List every line in the material below that contains the word "leaf".

——————

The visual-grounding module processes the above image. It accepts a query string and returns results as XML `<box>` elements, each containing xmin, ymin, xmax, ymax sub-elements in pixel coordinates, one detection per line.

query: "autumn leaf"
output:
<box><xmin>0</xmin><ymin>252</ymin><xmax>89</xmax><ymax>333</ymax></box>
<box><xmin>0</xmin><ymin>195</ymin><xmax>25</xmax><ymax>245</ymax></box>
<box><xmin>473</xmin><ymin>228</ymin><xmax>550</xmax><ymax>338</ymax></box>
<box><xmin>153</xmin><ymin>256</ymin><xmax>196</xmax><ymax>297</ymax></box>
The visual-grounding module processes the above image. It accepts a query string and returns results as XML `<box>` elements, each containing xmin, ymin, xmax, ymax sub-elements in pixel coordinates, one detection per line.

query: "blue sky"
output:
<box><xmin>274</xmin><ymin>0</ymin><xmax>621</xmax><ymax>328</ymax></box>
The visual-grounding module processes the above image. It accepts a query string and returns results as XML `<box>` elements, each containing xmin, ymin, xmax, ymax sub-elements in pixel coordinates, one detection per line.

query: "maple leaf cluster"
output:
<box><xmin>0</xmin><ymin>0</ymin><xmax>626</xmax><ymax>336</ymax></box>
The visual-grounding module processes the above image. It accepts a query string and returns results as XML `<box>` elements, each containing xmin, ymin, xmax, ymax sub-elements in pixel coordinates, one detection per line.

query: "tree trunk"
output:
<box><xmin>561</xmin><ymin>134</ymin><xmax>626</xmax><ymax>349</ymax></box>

——————

Output below ▸
query: "autumn leaf"
query: "maple leaf cluster"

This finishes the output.